**GIVEN INFORMATION**
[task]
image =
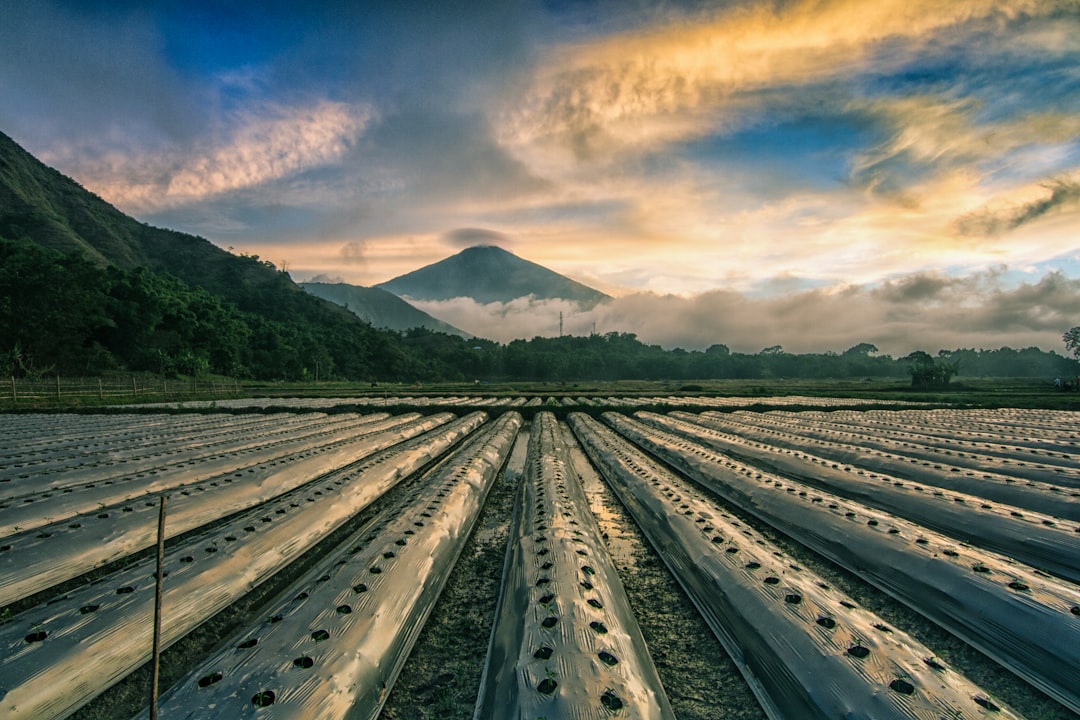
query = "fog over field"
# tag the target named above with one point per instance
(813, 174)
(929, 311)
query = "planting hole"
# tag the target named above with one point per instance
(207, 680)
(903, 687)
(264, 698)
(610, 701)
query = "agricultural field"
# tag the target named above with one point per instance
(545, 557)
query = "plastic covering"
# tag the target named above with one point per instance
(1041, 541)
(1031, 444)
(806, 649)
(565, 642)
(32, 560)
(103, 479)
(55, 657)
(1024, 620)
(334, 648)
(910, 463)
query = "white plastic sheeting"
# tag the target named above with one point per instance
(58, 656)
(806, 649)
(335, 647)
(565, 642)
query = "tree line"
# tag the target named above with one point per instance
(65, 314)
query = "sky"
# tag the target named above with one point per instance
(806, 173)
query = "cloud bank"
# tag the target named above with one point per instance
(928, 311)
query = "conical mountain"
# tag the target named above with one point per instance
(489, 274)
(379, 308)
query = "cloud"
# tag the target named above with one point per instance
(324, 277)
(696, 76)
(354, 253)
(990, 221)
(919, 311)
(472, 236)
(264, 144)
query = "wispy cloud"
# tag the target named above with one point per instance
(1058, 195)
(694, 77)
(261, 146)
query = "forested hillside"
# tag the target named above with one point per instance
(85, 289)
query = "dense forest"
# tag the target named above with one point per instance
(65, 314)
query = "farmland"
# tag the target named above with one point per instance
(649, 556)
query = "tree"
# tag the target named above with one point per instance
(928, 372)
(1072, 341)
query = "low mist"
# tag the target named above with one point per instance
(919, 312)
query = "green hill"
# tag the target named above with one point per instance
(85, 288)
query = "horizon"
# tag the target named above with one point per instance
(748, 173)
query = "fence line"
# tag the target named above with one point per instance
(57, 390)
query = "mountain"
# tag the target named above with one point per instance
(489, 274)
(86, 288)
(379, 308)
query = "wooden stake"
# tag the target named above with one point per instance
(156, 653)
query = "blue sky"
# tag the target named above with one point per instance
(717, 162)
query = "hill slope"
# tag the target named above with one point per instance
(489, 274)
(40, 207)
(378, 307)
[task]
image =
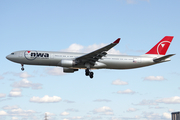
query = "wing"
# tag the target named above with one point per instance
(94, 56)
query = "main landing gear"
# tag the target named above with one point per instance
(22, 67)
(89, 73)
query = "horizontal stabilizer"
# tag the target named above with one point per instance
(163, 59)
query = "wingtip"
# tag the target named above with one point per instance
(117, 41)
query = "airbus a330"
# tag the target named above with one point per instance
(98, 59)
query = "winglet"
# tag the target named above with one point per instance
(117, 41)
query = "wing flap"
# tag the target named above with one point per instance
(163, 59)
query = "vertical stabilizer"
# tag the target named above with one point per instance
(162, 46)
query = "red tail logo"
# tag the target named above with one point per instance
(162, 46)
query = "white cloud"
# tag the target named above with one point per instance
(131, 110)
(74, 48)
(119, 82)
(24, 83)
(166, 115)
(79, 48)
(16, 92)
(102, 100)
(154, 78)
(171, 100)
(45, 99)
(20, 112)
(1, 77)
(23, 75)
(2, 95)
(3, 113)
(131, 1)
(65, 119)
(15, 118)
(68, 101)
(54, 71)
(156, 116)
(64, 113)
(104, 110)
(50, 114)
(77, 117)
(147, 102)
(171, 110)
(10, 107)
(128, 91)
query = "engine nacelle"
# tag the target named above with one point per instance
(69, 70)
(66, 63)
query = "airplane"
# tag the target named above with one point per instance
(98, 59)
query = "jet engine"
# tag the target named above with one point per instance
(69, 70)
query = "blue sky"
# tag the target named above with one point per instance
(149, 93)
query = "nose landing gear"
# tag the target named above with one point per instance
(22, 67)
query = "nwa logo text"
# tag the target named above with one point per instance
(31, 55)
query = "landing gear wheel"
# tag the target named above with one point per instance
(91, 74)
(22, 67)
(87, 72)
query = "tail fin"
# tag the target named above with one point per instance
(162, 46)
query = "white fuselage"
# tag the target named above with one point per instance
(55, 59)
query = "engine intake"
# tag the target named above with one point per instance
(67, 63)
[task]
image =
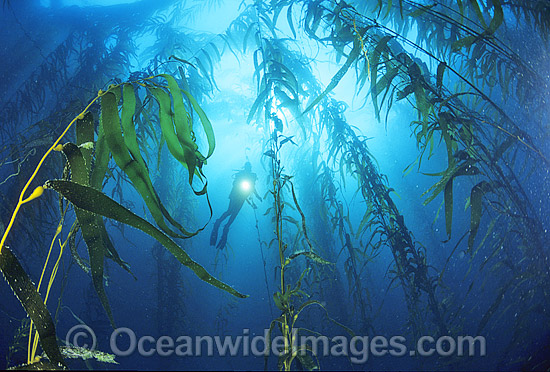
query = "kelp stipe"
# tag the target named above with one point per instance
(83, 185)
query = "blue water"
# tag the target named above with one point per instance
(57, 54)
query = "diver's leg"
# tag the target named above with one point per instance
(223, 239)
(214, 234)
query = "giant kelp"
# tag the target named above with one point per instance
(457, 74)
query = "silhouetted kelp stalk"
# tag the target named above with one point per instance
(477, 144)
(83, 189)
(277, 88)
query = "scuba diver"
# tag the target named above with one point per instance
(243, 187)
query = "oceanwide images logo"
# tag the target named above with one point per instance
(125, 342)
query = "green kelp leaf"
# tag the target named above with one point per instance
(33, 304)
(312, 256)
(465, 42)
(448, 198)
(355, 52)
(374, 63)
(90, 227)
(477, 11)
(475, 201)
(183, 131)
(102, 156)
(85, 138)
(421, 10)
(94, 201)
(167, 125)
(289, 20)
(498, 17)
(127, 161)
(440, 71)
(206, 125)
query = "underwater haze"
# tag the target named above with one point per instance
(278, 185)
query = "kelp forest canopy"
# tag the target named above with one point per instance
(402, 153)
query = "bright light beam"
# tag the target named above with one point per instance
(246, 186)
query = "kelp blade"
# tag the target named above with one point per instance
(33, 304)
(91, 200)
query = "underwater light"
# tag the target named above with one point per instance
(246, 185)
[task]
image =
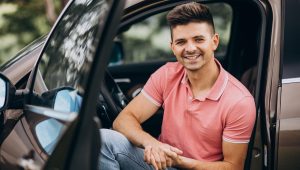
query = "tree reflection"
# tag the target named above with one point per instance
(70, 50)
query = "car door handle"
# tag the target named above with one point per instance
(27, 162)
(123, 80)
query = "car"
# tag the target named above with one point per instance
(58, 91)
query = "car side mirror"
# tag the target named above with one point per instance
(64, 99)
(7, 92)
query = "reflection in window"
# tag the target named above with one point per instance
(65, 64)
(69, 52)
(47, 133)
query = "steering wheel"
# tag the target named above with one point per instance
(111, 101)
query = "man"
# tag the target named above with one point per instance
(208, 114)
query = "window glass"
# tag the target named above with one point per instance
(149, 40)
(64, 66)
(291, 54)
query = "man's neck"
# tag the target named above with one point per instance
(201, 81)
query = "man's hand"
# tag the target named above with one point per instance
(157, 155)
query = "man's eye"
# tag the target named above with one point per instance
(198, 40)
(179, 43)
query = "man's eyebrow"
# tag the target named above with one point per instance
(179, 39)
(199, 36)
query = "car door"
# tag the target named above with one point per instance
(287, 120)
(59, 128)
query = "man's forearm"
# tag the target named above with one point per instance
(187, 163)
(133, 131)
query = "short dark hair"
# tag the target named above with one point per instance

**YOUR OBJECTIVE**
Leave images out of the retyped records; keep all else exact.

**OUTPUT FOR THIS TASK**
[task]
image =
query = "fog over field"
# tag the target named above with one point per instance
(813, 174)
(929, 311)
query = "planting hole"
# tag the target named above with one point per instance
(207, 680)
(903, 687)
(264, 698)
(610, 701)
query = "agricultural field"
# tag the target named above with one point per instance
(545, 557)
query = "plastic covering"
# tag the target named above with one point per instance
(1041, 541)
(1031, 444)
(806, 649)
(565, 642)
(32, 560)
(103, 479)
(55, 657)
(1024, 620)
(334, 648)
(910, 463)
query = "white plastic sheeting"
# tag the target named above with one point per instance
(58, 656)
(806, 649)
(335, 647)
(565, 642)
query = "tree line"
# tag the target named above with one point per instance
(65, 314)
query = "sky"
# tag the target named above with one point per instance
(806, 173)
query = "cloud bank"
# tag the target named above with one point per instance
(928, 311)
query = "conical mountain"
# tag the target named above with one point per instance
(489, 274)
(379, 308)
query = "cloud"
# tag the target named above with one point per instance
(324, 277)
(696, 76)
(354, 253)
(990, 221)
(919, 311)
(472, 236)
(264, 144)
query = "wispy cloud"
# tag the target named above with one point per instance
(1058, 195)
(694, 77)
(261, 146)
query = "forested hillside"
# tag the target named above with one point per instance
(85, 289)
query = "dense forest"
# tag the target named above with one point per instance
(65, 314)
query = "farmland"
# tag the target named above with one point per instance
(649, 556)
query = "tree"
# tag the target named above with one point per instance
(928, 372)
(1072, 341)
query = "low mist"
# tag the target named above with one point per instance
(919, 312)
query = "green hill"
# tag the target named above with one point per instance
(85, 288)
query = "horizon"
# tag the target named above with one point per instance
(748, 173)
query = "fence line"
# tag the target named above with one point per instance
(57, 390)
query = "mountain"
# tag the target named above with one point per instance
(489, 274)
(86, 288)
(379, 308)
query = "wooden stake"
# tag the target named above with one point per instance
(156, 653)
query = "blue sky"
# tag the target named above with one point per instance
(717, 162)
query = "hill slope"
# tag the target named above with one point per instance
(489, 274)
(40, 207)
(378, 307)
[task]
image =
query = "wing"
# tag the target named above with one point per instance
(94, 56)
query = "main landing gear"
# tag the target named above with one point per instance
(22, 67)
(89, 73)
query = "horizontal stabilizer"
# tag the target named above with one point per instance
(163, 59)
query = "wingtip"
# tag the target named above with one point per instance
(117, 41)
query = "airbus a330"
# tag the target named above with one point per instance
(98, 59)
query = "winglet"
# tag the target named above with one point per instance
(117, 41)
query = "wing flap"
# tag the target named above with one point per instance
(163, 59)
query = "vertical stabilizer"
# tag the target named above with one point per instance
(162, 46)
query = "red tail logo"
# tag the target named above with one point per instance
(162, 46)
query = "white cloud"
# tag the target named above with one point per instance
(131, 110)
(74, 48)
(119, 82)
(24, 83)
(166, 115)
(79, 48)
(16, 92)
(102, 100)
(154, 78)
(171, 100)
(45, 99)
(20, 112)
(1, 77)
(23, 75)
(2, 95)
(3, 113)
(131, 1)
(65, 119)
(15, 118)
(68, 101)
(54, 71)
(156, 116)
(64, 113)
(104, 110)
(50, 114)
(77, 117)
(147, 102)
(171, 110)
(10, 107)
(128, 91)
query = "engine nacelle"
# tag the target named above with one point per instance
(69, 70)
(66, 63)
query = "airplane"
# tag the target named above with one point per instance
(98, 59)
query = "jet engine"
# tag the target named above with one point per instance
(69, 70)
query = "blue sky"
# tag the target named above with one point per instance
(149, 93)
query = "nose landing gear"
# tag the target named above with one point per instance
(22, 67)
query = "nwa logo text"
# tag the target named above with one point per instance
(31, 55)
query = "landing gear wheel"
# tag the target named above with one point per instance
(91, 74)
(22, 67)
(87, 72)
query = "tail fin"
# tag the target named above with one point per instance
(162, 46)
query = "white fuselage"
# tag the target named above with one point per instance
(55, 59)
query = "engine intake"
# tag the target named above with one point per instance
(67, 63)
[task]
image =
query = "kelp stipe"
# tag the target named above with one point per instance
(83, 185)
query = "blue water"
# tag the target named above with one point per instance
(57, 54)
query = "diver's leg"
# tag the target named above with one point per instance
(223, 239)
(214, 234)
query = "giant kelp"
# tag the target named above with one point per instance
(457, 74)
query = "silhouetted kelp stalk"
# tag the target named above with one point per instance
(477, 144)
(83, 189)
(277, 88)
query = "scuba diver"
# tag the target named above with one point per instance
(243, 187)
query = "oceanwide images logo"
# tag the target named above with one point per instance
(125, 342)
query = "green kelp leaf"
# tag the target named above with one point per instance
(33, 304)
(312, 256)
(465, 42)
(448, 198)
(355, 52)
(374, 63)
(90, 227)
(477, 11)
(475, 201)
(183, 131)
(102, 156)
(85, 138)
(421, 10)
(94, 201)
(167, 125)
(289, 20)
(498, 17)
(127, 161)
(440, 71)
(206, 125)
query = "underwater haze"
# tag the target named above with one point per instance
(278, 185)
query = "kelp forest canopy"
# tag the target named above with one point per instance
(402, 153)
query = "bright light beam"
# tag the target named above with one point per instance
(246, 186)
query = "kelp blade"
# tag the target named above with one point per instance
(33, 304)
(91, 200)
query = "underwater light"
# tag the target named above with one point per instance
(246, 185)
[task]
image =
query = "tree reflection"
# tag the target named above with one point per instance
(70, 50)
query = "car door handle"
# tag the target named above with one point per instance
(27, 162)
(123, 80)
query = "car"
# tag the target named above with one point per instance
(58, 91)
query = "car side mirror"
# tag the target named above with one point per instance
(64, 99)
(7, 92)
query = "reflection in window"
# tag the target named above with one point per instance
(65, 64)
(69, 52)
(47, 133)
query = "steering wheel"
# tag the target named above with one point per instance
(111, 101)
query = "man"
# tag the target named above with one point per instance
(208, 114)
query = "window glass"
# tag the target named above with one point per instance
(149, 40)
(64, 66)
(291, 54)
query = "man's neck"
# tag the target named above with one point per instance
(201, 81)
query = "man's hand"
# tag the target named above with one point per instance
(157, 155)
query = "man's eye"
# tag the target named above with one point per instance
(198, 40)
(179, 43)
query = "man's eyebrow"
# tag the target named above with one point per instance
(179, 39)
(199, 36)
query = "car door"
# tag the target named above with one point per instance
(287, 120)
(59, 128)
query = "man's forearm"
# tag the target named above with one point per instance
(187, 163)
(133, 131)
query = "short dark hair"
# tag the target named above with one point per instance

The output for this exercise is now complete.